[[ INFORMATION SUPPLIED, beginning ]]

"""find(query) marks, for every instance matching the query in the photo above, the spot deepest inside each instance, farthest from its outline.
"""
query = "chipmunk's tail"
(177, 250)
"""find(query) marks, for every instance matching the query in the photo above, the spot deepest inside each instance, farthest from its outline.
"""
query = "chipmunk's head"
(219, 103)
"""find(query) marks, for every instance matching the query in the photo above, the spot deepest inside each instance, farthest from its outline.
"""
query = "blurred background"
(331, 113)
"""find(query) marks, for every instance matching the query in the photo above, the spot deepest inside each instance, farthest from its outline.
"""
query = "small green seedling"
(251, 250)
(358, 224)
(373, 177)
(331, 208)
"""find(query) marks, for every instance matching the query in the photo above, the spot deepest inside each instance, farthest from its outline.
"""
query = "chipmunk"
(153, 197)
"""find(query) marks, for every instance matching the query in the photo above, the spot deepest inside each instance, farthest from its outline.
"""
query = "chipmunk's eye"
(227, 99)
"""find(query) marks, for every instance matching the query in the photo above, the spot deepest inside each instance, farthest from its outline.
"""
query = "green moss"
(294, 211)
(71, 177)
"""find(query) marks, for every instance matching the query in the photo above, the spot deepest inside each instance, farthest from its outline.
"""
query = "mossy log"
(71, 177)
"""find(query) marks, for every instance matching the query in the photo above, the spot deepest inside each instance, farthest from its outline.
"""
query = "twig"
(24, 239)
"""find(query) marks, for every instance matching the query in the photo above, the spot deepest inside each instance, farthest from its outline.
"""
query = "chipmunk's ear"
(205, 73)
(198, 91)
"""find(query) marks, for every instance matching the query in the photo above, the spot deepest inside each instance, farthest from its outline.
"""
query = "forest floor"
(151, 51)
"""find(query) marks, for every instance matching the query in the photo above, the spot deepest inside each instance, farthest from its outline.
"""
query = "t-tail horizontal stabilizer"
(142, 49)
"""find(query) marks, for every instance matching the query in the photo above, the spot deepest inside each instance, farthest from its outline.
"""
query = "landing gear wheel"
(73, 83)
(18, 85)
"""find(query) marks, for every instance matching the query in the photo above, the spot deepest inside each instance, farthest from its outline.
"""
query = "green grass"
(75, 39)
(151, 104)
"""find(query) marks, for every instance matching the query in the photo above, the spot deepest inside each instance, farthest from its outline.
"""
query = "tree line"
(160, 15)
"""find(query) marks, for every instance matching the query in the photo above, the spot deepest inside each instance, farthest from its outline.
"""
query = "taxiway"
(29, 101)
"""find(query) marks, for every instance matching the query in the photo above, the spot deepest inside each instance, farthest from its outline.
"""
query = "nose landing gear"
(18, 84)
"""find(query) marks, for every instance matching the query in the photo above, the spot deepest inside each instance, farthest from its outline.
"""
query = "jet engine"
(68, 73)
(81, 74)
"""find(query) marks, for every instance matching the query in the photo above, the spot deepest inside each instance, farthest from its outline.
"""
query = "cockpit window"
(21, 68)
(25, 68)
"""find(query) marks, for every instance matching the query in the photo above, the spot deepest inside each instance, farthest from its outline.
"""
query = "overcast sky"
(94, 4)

[[ INFORMATION SUPPLIED, end ]]

Send back the complete set of entries, exactly as shown above.

RESULT:
"""find(query) marks, for every instance matching the query in the photo above, the spot deepest inside each instance, farthest from its outline.
"""
query = "chipmunk's tail"
(177, 250)
"""find(query) marks, for every instance matching the query in the photo above, the spot deepest inside each instance, farthest from its outline.
"""
query = "chipmunk's head"
(219, 103)
"""find(query) marks, for every instance matching the query in the photo above, the spot deepest inside each instance, farthest from its outline.
"""
query = "blurred background"
(331, 113)
"""find(query) marks, for every instance matching the query in the photo above, the spot deepest inside each instance, farthest from its outline.
"""
query = "small green seedling"
(251, 250)
(358, 224)
(373, 177)
(331, 208)
"""find(query) marks, for every instance matching the query in the photo above, the spot deepest inside each instance, farthest from its outline.
"""
query = "chipmunk"
(153, 197)
"""find(query) marks, for every instance matching the query in the photo above, the spot deepest inside each instance, farthest from its outline.
"""
query = "chipmunk's eye"
(227, 99)
"""find(query) marks, for every instance matching the query in the photo above, the spot deepest inside each instance, farthest from its outline.
"""
query = "green moss"
(294, 211)
(71, 177)
"""find(query) marks, for every instance matching the query in the photo above, the spot deepest inside each instance, farthest from its outline.
"""
query = "mossy log"
(71, 177)
"""find(query) marks, for every instance matching the query in the photo above, the spot deepest inside each instance, farthest from its outline.
"""
query = "twig"
(24, 239)
"""find(query) marks, for every instance matching the query in the photo above, the spot deepest inside each instance, farthest from its outline.
"""
query = "chipmunk's ear"
(205, 73)
(198, 91)
"""find(query) marks, for every instance matching the query in the photo above, the spot deepest inside each instance, farthest from its outline.
"""
query = "forest floor"
(151, 51)
"""find(query) marks, for every instance matching the query in the photo above, the spot deepest inside each instance, farthest from its outline.
"""
query = "t-tail horizontal stabilizer"
(142, 49)
"""find(query) marks, for every instance matching the query in the photo above, the spot deepest inside each instance, farthest from its outline.
"""
query = "landing gear wheel"
(73, 83)
(18, 85)
"""find(query) marks, for every instance matching the query in the photo above, the spot deepest inside each instance, farthest from its outline.
"""
query = "green grass"
(75, 39)
(151, 104)
"""find(query) marks, for every instance matching the query in the photo above, the spot deepest inside each instance, farthest from its outline.
"""
query = "tree line"
(160, 15)
"""find(query) marks, for every instance matching the query in the photo above, the spot deepest inside each instance, farthest from its outline.
"""
query = "taxiway"
(29, 101)
"""find(query) marks, for every instance matching the query in the photo above, the spot deepest inside each instance, farthest from its outline.
"""
query = "nose landing gear"
(18, 84)
"""find(query) marks, for every instance matching the query in the photo above, the spot deepest inside each instance, farthest from its outline.
"""
query = "jet engine"
(68, 73)
(81, 74)
"""find(query) marks, for every instance matching the query in the photo above, the spot deepest inside each instance, farthest from its outline.
"""
query = "cockpit window"
(21, 68)
(25, 68)
"""find(query) marks, for every instance matching the query in the photo above, the spot deepest inside each instance, farthest from its outline.
"""
query = "overcast sky"
(94, 4)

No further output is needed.